§ **課題 1**:
レコードのうち、「Intersection-audit request. Target: red」を含む行から始めてレコードの最後の行までを、「Tag」を「Mark」に置き換え、ほかは一切変えずに書き直してください。

§ **ページ**:
--------------------------------

MV も、そんなお祭り騒ぎを映像化したお馬鹿な雰囲気。街角のキャッシュマシンからお金がどんどん出て来て金持ちになってしまうという、夢のような話だ。

タイトルの「Bubblin」とは、ちょっと見「バブリー」のように見える。MV もバブリーな感じだし、最後にキャッシュマシンに潰されてしまうのもバブリーだけど、バブリンとはスラングで「気楽にやる」といった意味。「手に持ってるし、バッグの中にもある。安心しろ。この金を見ろ。安心しろ」と歌の中で繰り返す。

普通の青年がそのキャッシュマシンを手に入れて、どんどん成金になっていく姿が面白い。ゴージャスに着飾ってシマウマの遊具に乗った子どもの脇で、本物のシマウマを連れているパーク・アンダーソンの姿もじつに笑える。

監督は、おもにヒップポップの MV を制作しているカルマティック(Calmatic)。もともとはイラストレーターで、アルバムジャケットを制作していたのだが、ケンドリック・ラマーやアンダーソン・パークと知り合うようになって、MV を撮影するようになった。Music Video Night のトークショーでカルマティック監督は、人を笑わせるのが好きだと語っている。

--------------------------------

§ **入力データ**:

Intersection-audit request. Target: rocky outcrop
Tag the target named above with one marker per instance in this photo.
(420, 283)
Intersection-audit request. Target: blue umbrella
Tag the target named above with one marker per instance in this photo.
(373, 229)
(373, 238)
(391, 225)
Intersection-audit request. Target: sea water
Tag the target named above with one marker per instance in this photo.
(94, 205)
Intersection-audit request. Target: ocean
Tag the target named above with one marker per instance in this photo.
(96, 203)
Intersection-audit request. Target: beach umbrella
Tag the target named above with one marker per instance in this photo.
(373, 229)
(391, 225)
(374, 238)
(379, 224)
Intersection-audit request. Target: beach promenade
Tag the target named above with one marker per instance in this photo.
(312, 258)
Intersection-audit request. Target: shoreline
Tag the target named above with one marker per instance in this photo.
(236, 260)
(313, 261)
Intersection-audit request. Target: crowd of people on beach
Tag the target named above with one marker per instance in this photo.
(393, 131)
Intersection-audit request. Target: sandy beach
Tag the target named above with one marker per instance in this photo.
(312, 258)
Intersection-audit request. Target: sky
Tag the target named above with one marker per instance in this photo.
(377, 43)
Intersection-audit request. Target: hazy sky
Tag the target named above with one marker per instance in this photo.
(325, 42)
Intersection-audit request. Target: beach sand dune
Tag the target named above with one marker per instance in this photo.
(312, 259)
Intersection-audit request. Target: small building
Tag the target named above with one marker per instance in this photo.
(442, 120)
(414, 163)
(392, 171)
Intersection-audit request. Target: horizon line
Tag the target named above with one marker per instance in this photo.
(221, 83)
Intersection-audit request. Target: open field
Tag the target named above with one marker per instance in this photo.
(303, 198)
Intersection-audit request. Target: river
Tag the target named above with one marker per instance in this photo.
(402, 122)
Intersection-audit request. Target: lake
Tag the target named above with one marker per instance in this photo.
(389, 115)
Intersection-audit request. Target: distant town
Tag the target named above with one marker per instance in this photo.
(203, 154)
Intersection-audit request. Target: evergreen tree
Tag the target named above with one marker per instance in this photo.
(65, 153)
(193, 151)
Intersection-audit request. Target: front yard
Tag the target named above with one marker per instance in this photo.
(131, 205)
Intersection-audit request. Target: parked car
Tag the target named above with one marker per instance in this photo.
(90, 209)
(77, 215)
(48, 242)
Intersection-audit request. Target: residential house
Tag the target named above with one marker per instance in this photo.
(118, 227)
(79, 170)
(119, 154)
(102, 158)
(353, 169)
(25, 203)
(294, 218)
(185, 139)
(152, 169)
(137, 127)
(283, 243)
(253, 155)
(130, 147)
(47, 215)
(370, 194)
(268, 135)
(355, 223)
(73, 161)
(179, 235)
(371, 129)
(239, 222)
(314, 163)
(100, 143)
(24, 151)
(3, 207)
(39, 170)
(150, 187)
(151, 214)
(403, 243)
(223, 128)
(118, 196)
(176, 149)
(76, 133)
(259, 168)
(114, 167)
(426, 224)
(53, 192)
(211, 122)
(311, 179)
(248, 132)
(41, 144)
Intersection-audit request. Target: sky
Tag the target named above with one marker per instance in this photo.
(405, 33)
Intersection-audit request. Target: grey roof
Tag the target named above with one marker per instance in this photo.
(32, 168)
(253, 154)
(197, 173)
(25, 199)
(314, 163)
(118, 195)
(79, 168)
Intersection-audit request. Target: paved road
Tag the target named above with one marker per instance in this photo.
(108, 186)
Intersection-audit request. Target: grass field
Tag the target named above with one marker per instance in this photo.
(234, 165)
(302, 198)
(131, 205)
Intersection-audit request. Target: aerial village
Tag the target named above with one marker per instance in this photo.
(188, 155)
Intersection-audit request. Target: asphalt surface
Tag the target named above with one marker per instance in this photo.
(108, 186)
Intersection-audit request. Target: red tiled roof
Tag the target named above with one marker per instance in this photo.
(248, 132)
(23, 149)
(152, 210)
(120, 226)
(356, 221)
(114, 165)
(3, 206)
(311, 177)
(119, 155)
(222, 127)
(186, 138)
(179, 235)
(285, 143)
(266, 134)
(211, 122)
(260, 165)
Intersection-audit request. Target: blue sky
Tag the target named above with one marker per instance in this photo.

--------------------------------

§ **課題 2**:
ページの本文から、「MV も、そんなお祭り騒ぎを」で始まり「ダーソンの姿もじつに笑える。」までの部分を、一字も変えずに書き写してください。

§ **解答 1**:
Intersection-audit request. Target: red tiled roof
Mark the target named above with one marker per instance in this photo.
(248, 132)
(23, 149)
(152, 210)
(120, 226)
(356, 221)
(114, 165)
(3, 206)
(311, 177)
(119, 155)
(222, 127)
(186, 138)
(179, 235)
(285, 143)
(266, 134)
(211, 122)
(260, 165)
Intersection-audit request. Target: blue sky
Mark the target named above with one marker per instance in this photo.

§ **解答 2**:
MV も、そんなお祭り騒ぎを映像化したお馬鹿な雰囲気。街角のキャッシュマシンからお金がどんどん出て来て金持ちになってしまうという、夢のような話だ。

タイトルの「Bubblin」とは、ちょっと見「バブリー」のように見える。MV もバブリーな感じだし、最後にキャッシュマシンに潰されてしまうのもバブリーだけど、バブリンとはスラングで「気楽にやる」といった意味。「手に持ってるし、バッグの中にもある。安心しろ。この金を見ろ。安心しろ」と歌の中で繰り返す。

普通の青年がそのキャッシュマシンを手に入れて、どんどん成金になっていく姿が面白い。ゴージャスに着飾ってシマウマの遊具に乗った子どもの脇で、本物のシマウマを連れているパーク・アンダーソンの姿もじつに笑える。